RECORDS SUPPLIED:
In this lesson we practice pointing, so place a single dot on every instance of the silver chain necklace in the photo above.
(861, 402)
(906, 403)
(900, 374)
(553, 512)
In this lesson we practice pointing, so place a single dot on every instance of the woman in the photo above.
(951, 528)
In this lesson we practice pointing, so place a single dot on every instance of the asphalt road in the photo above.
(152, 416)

--

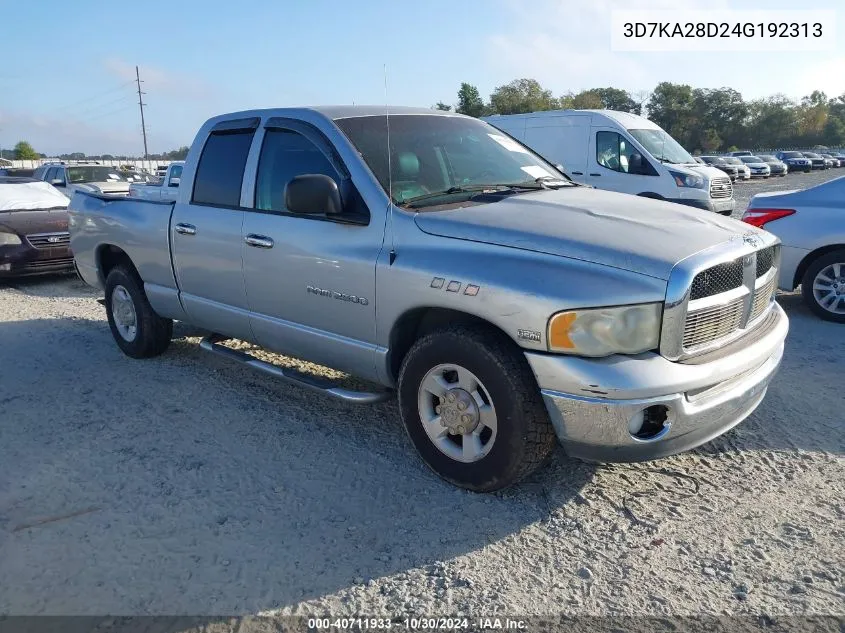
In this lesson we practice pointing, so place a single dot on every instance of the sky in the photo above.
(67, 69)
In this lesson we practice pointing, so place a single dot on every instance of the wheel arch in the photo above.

WORK TASK:
Give only the lines from the one holding "sky in the photo above." through the one holding "arch in the photo above.", each restated exactly as it appears above.

COMPLETED TASK:
In this lesson we practice pointing, so place a single dot on every instance of the sky in the photo above.
(67, 69)
In this lesson we practice pointing, so place a single dot on every instance of the wheel arch in the photo above.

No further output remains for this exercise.